Available records:
********
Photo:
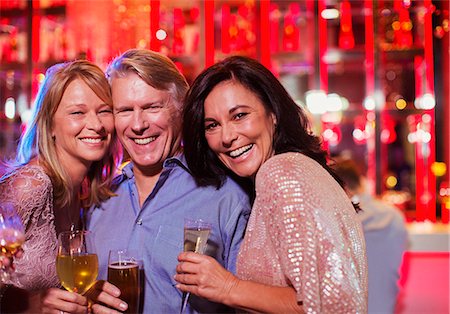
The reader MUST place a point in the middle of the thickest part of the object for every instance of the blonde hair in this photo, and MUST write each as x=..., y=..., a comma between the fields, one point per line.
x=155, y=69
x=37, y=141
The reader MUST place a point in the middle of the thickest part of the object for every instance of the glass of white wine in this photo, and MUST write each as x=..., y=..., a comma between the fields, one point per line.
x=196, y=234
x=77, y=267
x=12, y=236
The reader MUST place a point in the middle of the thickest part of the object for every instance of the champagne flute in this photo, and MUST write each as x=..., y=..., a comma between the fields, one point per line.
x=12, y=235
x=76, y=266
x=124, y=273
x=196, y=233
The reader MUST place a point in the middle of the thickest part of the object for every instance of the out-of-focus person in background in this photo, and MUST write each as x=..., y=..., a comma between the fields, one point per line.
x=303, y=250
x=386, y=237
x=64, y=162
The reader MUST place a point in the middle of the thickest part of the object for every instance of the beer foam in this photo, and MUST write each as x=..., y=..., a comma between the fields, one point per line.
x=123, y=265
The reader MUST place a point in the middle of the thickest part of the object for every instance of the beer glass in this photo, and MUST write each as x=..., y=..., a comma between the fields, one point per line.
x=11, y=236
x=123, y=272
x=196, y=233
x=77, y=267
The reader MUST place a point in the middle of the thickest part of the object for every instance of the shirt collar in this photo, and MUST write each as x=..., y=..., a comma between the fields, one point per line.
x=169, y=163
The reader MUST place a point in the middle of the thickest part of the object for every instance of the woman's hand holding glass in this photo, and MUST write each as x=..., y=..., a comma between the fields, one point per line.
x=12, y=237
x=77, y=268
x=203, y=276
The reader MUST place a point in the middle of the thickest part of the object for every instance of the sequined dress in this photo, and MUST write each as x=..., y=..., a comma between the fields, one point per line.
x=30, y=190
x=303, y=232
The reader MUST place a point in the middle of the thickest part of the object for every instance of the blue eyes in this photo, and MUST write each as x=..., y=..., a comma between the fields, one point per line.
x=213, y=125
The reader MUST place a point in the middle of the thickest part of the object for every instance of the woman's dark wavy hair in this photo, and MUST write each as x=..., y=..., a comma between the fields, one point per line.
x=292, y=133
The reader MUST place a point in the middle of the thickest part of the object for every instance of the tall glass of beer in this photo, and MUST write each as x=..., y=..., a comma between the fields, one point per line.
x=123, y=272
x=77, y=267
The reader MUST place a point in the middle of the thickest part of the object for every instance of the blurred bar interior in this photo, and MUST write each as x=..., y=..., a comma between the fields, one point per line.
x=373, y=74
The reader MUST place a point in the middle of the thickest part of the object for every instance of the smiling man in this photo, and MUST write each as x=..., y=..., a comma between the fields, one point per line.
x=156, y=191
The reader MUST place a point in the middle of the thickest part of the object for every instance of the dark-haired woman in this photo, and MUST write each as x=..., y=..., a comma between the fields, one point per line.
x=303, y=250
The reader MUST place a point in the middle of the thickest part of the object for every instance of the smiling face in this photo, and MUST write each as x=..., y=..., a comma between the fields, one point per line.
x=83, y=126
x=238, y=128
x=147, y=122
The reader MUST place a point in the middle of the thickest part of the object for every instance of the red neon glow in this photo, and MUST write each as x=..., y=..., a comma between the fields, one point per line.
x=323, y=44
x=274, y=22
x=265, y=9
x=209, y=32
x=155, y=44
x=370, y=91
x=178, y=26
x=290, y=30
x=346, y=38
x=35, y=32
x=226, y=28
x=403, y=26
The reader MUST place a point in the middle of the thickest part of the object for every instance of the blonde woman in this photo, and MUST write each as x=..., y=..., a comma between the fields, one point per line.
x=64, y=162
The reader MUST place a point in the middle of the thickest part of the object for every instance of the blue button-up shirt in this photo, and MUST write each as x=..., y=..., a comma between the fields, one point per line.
********
About this exercise:
Reproduce the lines above letter for letter. The pictures stay behind.

Output:
Photo:
The reader MUST place a point in the middle of the thickest part of the object for every instance of the blonde hair in this photo, and MUST write each as x=..., y=..., a comma between the fields, one point per line.
x=155, y=69
x=37, y=141
The reader MUST place a point in the middle of the thickest part of the object for every instance of the glass of white wine in this photo, and MUST write each as x=..., y=..., a comma between the fields, one point per line.
x=196, y=234
x=77, y=267
x=12, y=236
The reader MUST place a point in the middle of the thickest part of the object for every instance of the champagne flute in this photo, and MUST write each as x=..., y=..., a comma between the fields, one point per line.
x=12, y=235
x=76, y=266
x=124, y=273
x=196, y=233
The reader MUST place a point in the middle of the thickest part of the object for every instance of the out-of-focus person in background in this photo, and MUST write each as x=..., y=..., a comma between the fields, one point per line.
x=303, y=250
x=386, y=237
x=64, y=162
The reader MUST place a point in the middle of the thickest part of the object for every instance of the beer foam in this photo, and MUST write each as x=..., y=..., a comma between the fields, one point per line.
x=123, y=265
The reader MUST place a point in the middle of the thickest part of the object for every instance of the beer glass in this photo, and MUST write each as x=..., y=..., a comma between the fields, one point per line.
x=11, y=236
x=123, y=272
x=196, y=233
x=77, y=267
The reader MUST place a point in the middle of the thickest part of the object for every instance of the shirt collar in this photo, and MUST write each as x=..., y=..., a comma between the fields, one point per line.
x=169, y=163
The reader MUST place a point in the middle of the thickest part of the object for every instance of the woman's hand holding glass in this photo, and MUST write each as x=..., y=..., a comma between the fields, one point per line.
x=12, y=237
x=77, y=268
x=203, y=276
The reader MUST place a point in the middle of the thickest part of the object for every instance of the sequined dress in this photo, and MUST write each as x=..., y=..., a comma between the fields, one point per line.
x=30, y=190
x=303, y=232
The reader MUST place a point in the middle of the thickest part of the object for every instance of the blue eyes in this photo, and MUST write each as x=..., y=..., a comma between the fields, one point per line.
x=213, y=125
The reader MUST place a point in the middle of the thickest part of the object for every instance of the woman's dark wavy hair in this photo, and MUST write each as x=..., y=..., a comma between the fields, one point per line.
x=292, y=133
The reader MUST place a point in the middle of the thickest part of the object for every instance of the tall glass of beer in this photo, and MUST write each as x=..., y=..., a comma between the fields, one point per line.
x=123, y=272
x=77, y=267
The reader MUST place a point in the middle of the thickest part of the object for every instance of the blurred bar interior in this photo, and MUST write each as x=..., y=..., a comma between the fields, one point per line.
x=373, y=74
The reader MUST place a point in the middle of the thickest part of the object for every instance of the smiling man in this photo, and MUST write each as x=..., y=..., a comma between the fields, one point per line.
x=156, y=191
The reader MUST place a point in the middle of the thickest part of the object for every instance of the dark-haired woman in this photo, and MUST write each as x=..., y=..., a comma between the fields, one point per line.
x=303, y=250
The reader MUST place a point in the middle of the thickest part of the object for every instance of the smiling face in this photo, and MUST write each as x=..., y=..., a comma between the fields, one point per line.
x=83, y=126
x=238, y=128
x=147, y=122
The reader MUST place a point in the middle of the thickest part of the object for every instance of the red neon glow in this photo, and MUST write each as x=..., y=..., a comma between the fields, one point per line.
x=323, y=44
x=274, y=22
x=265, y=9
x=209, y=32
x=155, y=44
x=370, y=91
x=178, y=26
x=290, y=30
x=346, y=38
x=35, y=32
x=226, y=28
x=403, y=26
The reader MUST place a point in the middle of the thickest part of the object for every instance of the blonde woman in this photo, and MUST write each as x=..., y=..., a comma between the fields, one point per line.
x=64, y=162
The reader MUST place a point in the middle of the thickest part of the object for every instance of the blue button-up shirt in this photo, and MUST write each as x=..., y=..., a comma between the fields, one point per line.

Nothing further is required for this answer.